** start Page **
Besides content, Tika also extracts the metadata from a file.
Metadata is nothing but the additional information supplied with a file.
If we consider an audio file, the artist name, album name, title comes
under metadata.
XMP Standards
The Extensible Metadata Platform (XMP) is a standard for processing
and storing information related to the content of a file. It was created
by
Adobe Systems Inc. XMP provides standards for defining, creating, and processing of
metadata. You can embed this standard into several file formats such as
PDF,
JPEG,
JPEG,
GIF,
jpg,
HTML etc.
Property Class
Tika uses the Property class to follow XMP property definition. It provides the
PropertyType and
ValueType enums to capture the name and value of a metadata.
Metadata Class
This class implements various interfaces such as
ClimateForcast, CativeCommons,
Geographic,
TIFF etc. to provide support for various metadata models. In addition,
this class provides various methods to extract the content from a file.
Metadata Names
We can extract the list of all metadata names of a file from its metadata object using the method
names(). It returns all the names as a string array. Using the name of the metadata, we can get the value using the
get() method. It takes a metadata name and returns a value associated with it.
String[] metadaNames = metadata.names();
String value = metadata.get(name);
Extracting Metadata using Parse Method
Whenever we parse a file using parse(), we pass an empty metadata
object as one of the parameters. This method extracts the metadata of
the given file (if that file contains any), and places them in the
metadata object. Therefore, after parsing the file using parse(), we can
extract the metadata from that object.
Parser parser = new AutoDetectParser();
BodyContentHandler handler = new BodyContentHandler();
Metadata metadata = new Metadata(); //empty metadata object
FileInputStream inputstream = new FileInputStream(file);
ParseContext context = new ParseContext();
parser.parse(inputstream, handler, metadata, context);
// now this metadata object contains the extracted metadata of the given file.
metadata.metadata.names();
Given below is the complete program to extract metadata from a text file.
** end Page **
** start Dataset entries **
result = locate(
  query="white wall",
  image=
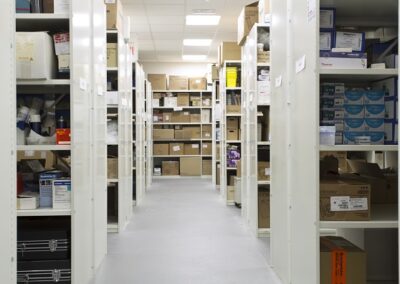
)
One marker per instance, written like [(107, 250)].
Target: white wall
[(180, 68)]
** end Dataset entries **
Written problem =>
In the page on Tika metadata, which company created the Extensible Metadata Platform?

Response =>
Adobe Systems Inc.